## Instructions for the task
Reproduce the material below word for word, keeping every line as it is.

## Saved entries
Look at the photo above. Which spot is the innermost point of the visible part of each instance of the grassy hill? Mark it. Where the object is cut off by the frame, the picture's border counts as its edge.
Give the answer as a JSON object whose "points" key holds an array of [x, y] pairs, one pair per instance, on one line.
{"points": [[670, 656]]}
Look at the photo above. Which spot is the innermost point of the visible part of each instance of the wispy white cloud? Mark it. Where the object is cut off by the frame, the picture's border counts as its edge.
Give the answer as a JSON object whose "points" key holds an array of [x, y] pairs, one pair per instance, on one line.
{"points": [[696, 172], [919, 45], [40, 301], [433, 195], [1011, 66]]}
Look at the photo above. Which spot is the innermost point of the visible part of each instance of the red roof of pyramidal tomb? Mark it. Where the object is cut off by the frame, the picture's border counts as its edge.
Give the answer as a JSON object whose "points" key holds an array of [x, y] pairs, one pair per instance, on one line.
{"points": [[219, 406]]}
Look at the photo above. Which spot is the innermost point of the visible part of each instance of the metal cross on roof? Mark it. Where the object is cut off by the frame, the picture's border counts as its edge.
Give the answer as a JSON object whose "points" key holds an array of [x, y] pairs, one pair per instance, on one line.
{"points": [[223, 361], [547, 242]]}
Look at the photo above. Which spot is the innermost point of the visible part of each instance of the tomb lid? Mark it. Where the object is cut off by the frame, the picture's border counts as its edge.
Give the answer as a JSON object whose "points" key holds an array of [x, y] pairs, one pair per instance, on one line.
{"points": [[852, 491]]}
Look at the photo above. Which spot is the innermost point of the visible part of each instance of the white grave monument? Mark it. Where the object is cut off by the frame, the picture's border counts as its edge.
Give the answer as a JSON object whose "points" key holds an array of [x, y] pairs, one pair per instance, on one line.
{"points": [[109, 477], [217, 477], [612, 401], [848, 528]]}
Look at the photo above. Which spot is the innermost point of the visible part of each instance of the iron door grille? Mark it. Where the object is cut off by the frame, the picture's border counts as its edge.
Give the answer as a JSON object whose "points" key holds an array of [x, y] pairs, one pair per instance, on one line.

## Result for this exercise
Look at the photo above. Which spot is the innermost point of the visible part of each instance of the grassy hill? Mark it. Where the object is cut off by the frame, the picture's border counts as its edge.
Give the answer as a JSON object whose "points" key holds an array of [x, y] pairs, one pair per instance, on one line.
{"points": [[670, 656]]}
Look at the photo above. Which spot is the innermost point of the visible part of each instance of the wispy white cloud? Mark it. Where the object is cut off by the frame, the picture's border counts as its edge.
Give the answer as a JSON object whose "points" key holds an array of [x, y] pairs, one pair per instance, on one line.
{"points": [[696, 172], [919, 45], [40, 301], [433, 195], [1011, 66]]}
Look at the photo above. Which spot is the innermost point of the visible part of each instance of the red roof of pyramidal tomb? Mark it. Where the object is cut off by the frame, the picture's border counts as its edge.
Give the answer as a JSON object whose "points" key holds an array of [x, y] pairs, one pair per instance, on one line.
{"points": [[219, 406]]}
Look at the photo above. Which spot is the innermost point of the visible part of each instance of the metal cross on roof? Mark it. Where the object is cut off by the frame, the picture's border counts as its edge.
Give the answer as a JSON object whose "points" key holds an array of [x, y] pairs, one pair per instance, on one line.
{"points": [[223, 361], [547, 242]]}
Look at the photo above. Which spot is the innermost point of the visible part of each instance of the tomb lid? Mark it. Where the object is cut off by the frame, the picture's border counts as its edge.
Give the answer as a JSON object whose "points" key holds an array of [x, y] pairs, one pair per instance, on one line.
{"points": [[852, 491]]}
Look at the photo above. Which spot is the innermost point of the visible part of each instance of the white grave monument? Mark it. Where the object is cut off by the frame, the picture's border counts as its edge.
Give the answer as a JSON object whose "points" key holds an array of [x, y] pairs, one pair per instance, on one line.
{"points": [[109, 477], [217, 477], [612, 401], [848, 528]]}
Look at the photo above. Which spot is the innermost point of the visible part of each instance of the iron door grille? Mark it. Where the object is cut off by the frame, the picture's border counts as its edge.
Give the answer as a JSON object whose "points" key holds an array of [x, y] pairs, one pair per instance, on one line.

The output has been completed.